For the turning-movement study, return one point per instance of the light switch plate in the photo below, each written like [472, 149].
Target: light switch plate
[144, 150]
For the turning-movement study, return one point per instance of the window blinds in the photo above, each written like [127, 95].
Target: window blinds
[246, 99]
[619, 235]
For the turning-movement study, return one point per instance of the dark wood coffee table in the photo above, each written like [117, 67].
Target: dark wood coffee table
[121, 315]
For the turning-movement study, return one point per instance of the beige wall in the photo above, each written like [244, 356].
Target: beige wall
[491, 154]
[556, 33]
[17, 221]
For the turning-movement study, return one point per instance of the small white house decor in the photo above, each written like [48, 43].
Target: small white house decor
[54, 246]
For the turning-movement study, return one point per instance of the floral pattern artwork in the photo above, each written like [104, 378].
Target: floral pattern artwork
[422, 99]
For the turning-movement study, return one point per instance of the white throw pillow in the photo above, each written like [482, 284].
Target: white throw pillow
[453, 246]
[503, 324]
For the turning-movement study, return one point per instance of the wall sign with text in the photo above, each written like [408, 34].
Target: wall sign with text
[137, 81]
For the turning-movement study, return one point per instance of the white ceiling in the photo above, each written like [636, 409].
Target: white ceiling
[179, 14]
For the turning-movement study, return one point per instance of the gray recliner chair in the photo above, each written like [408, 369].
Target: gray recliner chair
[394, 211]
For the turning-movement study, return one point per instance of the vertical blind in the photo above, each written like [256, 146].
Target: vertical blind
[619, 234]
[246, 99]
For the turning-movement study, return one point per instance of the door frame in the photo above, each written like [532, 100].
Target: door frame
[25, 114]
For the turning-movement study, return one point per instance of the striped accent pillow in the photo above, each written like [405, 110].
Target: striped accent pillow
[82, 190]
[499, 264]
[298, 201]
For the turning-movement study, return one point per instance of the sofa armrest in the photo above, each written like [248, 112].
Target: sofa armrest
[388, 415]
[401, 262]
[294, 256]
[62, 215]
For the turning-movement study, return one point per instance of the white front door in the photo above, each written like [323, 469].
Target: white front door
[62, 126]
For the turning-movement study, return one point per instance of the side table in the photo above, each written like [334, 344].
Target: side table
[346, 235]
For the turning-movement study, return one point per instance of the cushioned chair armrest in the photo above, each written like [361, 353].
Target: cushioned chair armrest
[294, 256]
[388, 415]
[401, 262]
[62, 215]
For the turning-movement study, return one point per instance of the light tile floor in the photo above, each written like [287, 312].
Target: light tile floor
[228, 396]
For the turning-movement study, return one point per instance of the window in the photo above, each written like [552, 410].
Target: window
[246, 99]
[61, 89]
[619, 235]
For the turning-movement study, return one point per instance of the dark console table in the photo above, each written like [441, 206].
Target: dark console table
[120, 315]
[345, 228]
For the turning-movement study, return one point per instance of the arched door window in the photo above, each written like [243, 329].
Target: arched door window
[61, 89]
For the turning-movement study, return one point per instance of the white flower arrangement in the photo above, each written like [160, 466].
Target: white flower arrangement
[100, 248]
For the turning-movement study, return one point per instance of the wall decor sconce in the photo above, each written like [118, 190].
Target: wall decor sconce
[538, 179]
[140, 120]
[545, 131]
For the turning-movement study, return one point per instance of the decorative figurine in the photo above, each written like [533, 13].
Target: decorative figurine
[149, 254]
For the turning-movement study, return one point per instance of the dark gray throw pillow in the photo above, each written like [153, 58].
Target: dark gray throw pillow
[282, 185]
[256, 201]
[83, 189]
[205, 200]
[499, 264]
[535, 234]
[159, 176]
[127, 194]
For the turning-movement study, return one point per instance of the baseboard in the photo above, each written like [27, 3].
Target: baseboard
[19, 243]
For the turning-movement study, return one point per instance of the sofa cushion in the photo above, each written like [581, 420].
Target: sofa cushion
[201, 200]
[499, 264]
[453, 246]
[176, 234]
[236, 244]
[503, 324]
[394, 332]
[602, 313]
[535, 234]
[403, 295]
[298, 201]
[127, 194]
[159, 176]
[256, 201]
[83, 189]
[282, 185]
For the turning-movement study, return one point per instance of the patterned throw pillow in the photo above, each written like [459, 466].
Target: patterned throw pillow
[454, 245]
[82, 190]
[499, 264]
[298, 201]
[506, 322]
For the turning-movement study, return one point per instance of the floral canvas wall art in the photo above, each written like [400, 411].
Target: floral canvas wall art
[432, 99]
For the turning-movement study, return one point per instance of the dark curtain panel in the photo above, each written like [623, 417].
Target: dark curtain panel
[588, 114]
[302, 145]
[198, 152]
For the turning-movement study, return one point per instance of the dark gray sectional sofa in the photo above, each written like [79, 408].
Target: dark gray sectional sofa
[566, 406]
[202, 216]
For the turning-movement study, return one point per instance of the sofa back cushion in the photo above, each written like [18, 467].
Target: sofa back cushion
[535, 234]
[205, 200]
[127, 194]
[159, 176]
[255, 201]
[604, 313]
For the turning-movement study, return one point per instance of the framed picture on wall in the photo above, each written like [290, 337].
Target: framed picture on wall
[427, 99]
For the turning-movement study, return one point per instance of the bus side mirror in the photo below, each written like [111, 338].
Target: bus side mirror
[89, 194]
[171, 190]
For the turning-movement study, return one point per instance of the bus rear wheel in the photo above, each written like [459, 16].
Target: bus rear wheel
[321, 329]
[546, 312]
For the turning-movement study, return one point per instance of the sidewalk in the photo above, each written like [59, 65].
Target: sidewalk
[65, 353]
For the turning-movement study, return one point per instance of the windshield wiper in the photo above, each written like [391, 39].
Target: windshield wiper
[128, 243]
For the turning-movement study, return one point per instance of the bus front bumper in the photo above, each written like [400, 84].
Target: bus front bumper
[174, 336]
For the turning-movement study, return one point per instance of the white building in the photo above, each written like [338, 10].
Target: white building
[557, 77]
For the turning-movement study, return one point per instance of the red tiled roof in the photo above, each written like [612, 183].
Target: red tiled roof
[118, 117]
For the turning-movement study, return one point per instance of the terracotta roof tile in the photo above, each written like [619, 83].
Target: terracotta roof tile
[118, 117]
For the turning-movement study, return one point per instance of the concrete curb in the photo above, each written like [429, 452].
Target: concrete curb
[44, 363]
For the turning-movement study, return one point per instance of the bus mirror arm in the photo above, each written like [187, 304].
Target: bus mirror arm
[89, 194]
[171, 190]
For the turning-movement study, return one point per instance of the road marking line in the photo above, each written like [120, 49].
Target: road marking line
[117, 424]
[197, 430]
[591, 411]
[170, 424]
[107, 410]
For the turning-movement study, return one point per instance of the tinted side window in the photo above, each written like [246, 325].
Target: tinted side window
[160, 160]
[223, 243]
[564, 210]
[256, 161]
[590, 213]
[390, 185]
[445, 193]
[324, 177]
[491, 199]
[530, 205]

- **SET PROBLEM**: Output the full listing without altering anything.

- **SOLUTION FOR THIS EXERCISE**:
For the turning-movement study, return one point per instance of the light switch plate in the photo below, each written like [472, 149].
Target: light switch plate
[144, 150]
For the turning-movement study, return one point per instance of the window blinds in the photo above, each written like [127, 95].
Target: window blinds
[246, 99]
[619, 235]
For the turning-movement study, return one point per instance of the dark wood coffee table in the photo above, each written like [117, 67].
Target: dark wood coffee table
[121, 315]
For the turning-movement study, return one point per instance of the beige wall in the photo above, each written like [244, 356].
Target: beige wall
[491, 154]
[556, 33]
[17, 221]
For the turning-movement study, return one point per instance of the small white house decor in the photo above, each written like [48, 43].
Target: small white house decor
[54, 246]
For the turning-movement study, return one point per instance of the floral pattern artwork in the photo above, each written like [104, 378].
Target: floral pattern artwork
[422, 99]
For the turning-movement study, return one point per instance of the white throw pillow in the photo above, each written like [482, 284].
Target: white throw pillow
[453, 246]
[503, 324]
For the turning-movement study, return one point per instance of the wall sign with text in the photo above, each written like [408, 34].
Target: wall sign with text
[137, 81]
For the turning-movement study, return one point per instance of the white ceiling in the photo above, each written like [636, 409].
Target: white ceiling
[179, 14]
For the turning-movement study, return one point per instance of the gray recliner chair in the photo above, each written like [408, 369].
Target: gray recliner chair
[394, 211]
For the turning-movement study, return one point per instance of the vertical blind in the photo above, each written like [256, 146].
Target: vertical blind
[619, 234]
[246, 99]
For the turning-movement study, return one point per instance of the door frame in the photo above, each written like [532, 100].
Target: door frame
[25, 114]
For the turning-movement study, return one point per instance of the striped accent pillow in the photo above, each written like [405, 110].
Target: striped accent pillow
[82, 190]
[499, 264]
[298, 201]
For the turning-movement study, return one point per instance of the sofa armrest in the photo above, each written like [248, 112].
Target: sofa armrest
[388, 415]
[401, 262]
[294, 256]
[62, 215]
For the turning-movement study, return one point per instance of the white front door in the photo above, each written like [323, 469].
Target: white front door
[62, 126]
For the turning-movement study, return one point per instance of the side table in the photo above, each written like [334, 344].
Target: side table
[346, 235]
For the turning-movement study, return one point per instance of the cushioned chair armrest in the photo above, each written like [361, 353].
Target: cushioned chair armrest
[294, 256]
[388, 415]
[401, 262]
[62, 215]
For the turning-movement study, return one point per instance of the light tile floor in the photo above, each written like [287, 312].
Target: light tile floor
[228, 396]
For the turning-movement study, return one point per instance of the window in the photo above, each written like [552, 410].
Target: window
[246, 99]
[61, 89]
[619, 235]
For the turning-movement study, return one point per instance of the dark console table in the photo above, each written like [441, 206].
Target: dark console table
[120, 315]
[345, 228]
For the turning-movement study, return one point per instance of the arched door window in the photo above, each written like [243, 329].
Target: arched door window
[61, 89]
For the turning-movement study, return one point per instance of the white flower arrangement in the photo above, each written like [160, 466].
Target: white flower arrangement
[100, 248]
For the turning-movement study, return one point per instance of the wall decor sconce in the photo above, each written like [118, 190].
Target: wall decor sconce
[538, 179]
[140, 120]
[545, 131]
For the turning-movement study, return one point per instance of the decorative figurine in the photo above, each written like [533, 13].
Target: decorative figurine
[149, 254]
For the turning-movement study, return one point per instance of the dark gray throw pillow in the photo above, each written like [153, 58].
Target: dark gray throw pillow
[282, 185]
[256, 201]
[83, 189]
[205, 200]
[499, 264]
[535, 234]
[159, 176]
[127, 194]
For the turning-movement study, return one point per instance of the baseboard in the photo above, each written like [27, 3].
Target: baseboard
[19, 243]
For the turning-movement study, return one point per instance of the sofa cushion in the photo above, each written like [581, 420].
Target: sofa cushion
[201, 200]
[499, 264]
[453, 246]
[176, 234]
[236, 244]
[503, 324]
[394, 332]
[602, 313]
[535, 234]
[403, 295]
[298, 201]
[127, 194]
[159, 176]
[256, 201]
[83, 189]
[282, 185]
For the turning-movement study, return one point per instance of the patterned throw pillow in the photo above, each written like [459, 466].
Target: patterned throw pillow
[454, 245]
[82, 190]
[499, 264]
[298, 201]
[506, 322]
For the turning-movement study, return one point per instance of the floral canvas wall art in the photo above, each written like [400, 411].
Target: floral canvas wall art
[432, 99]
For the turning-movement study, return one point per instance of the dark curtain panel in the photo above, each written like [623, 417].
Target: dark curtain panel
[588, 114]
[302, 145]
[198, 152]
For the turning-movement study, return one point per instance of the dark gray sectional sofa in the photo above, each written like [79, 408].
Target: dark gray sectional sofa
[566, 406]
[202, 216]
For the turning-movement study, return one point per instance of the sofa back cushion in the photo above, each written like [18, 467].
Target: sofa back cushion
[535, 234]
[205, 200]
[127, 194]
[159, 176]
[255, 201]
[604, 313]
For the turning-movement study, return one point per instance of the framed picture on wall in the photo above, each written like [290, 337].
Target: framed picture on wall
[427, 99]
For the turning-movement study, return one point per instance of the bus side mirror in the photo below, each written like [111, 338].
Target: bus side mirror
[89, 194]
[171, 190]
For the turning-movement study, return one point per instance of the bus rear wheel in the photo above, each written like [459, 16].
Target: bus rear wheel
[321, 329]
[546, 312]
For the turning-movement study, return one point per instance of the sidewalk in the photo above, each written like [59, 65].
Target: sidewalk
[65, 353]
For the turning-movement study, return one point per instance of the windshield wiper in the photo above, each written like [391, 39].
Target: windshield wiper
[128, 243]
For the turning-movement study, return one point per instance of the bus front bumper in the photo above, each written like [400, 84].
Target: bus front bumper
[174, 336]
For the turning-movement study, return one point per instance of the white building in the photo above, each written like [338, 10].
Target: white building
[557, 77]
For the turning-movement study, return one point per instance of the red tiled roof in the photo above, each written like [612, 183].
Target: red tiled roof
[118, 117]
For the turning-movement study, return one point per instance of the terracotta roof tile in the photo above, each written like [619, 83].
Target: terracotta roof tile
[118, 117]
For the turning-movement study, return one point per instance of the concrete curb in the photo above, each written like [429, 452].
Target: concrete curb
[44, 363]
For the turning-movement study, return one point per instance of the bus mirror arm in the photo above, each written like [187, 304].
Target: bus mirror arm
[89, 194]
[171, 190]
For the turning-movement study, return one point per instance of the road marking line in the photo above, each written like [120, 49].
Target: road marking line
[117, 424]
[197, 430]
[591, 411]
[170, 424]
[107, 410]
For the turning-movement study, return one point per instance of the tinted side window in the photo above, each written like [246, 325].
Target: tinted side window
[160, 160]
[223, 243]
[564, 210]
[256, 161]
[590, 213]
[390, 185]
[445, 193]
[324, 177]
[491, 199]
[530, 205]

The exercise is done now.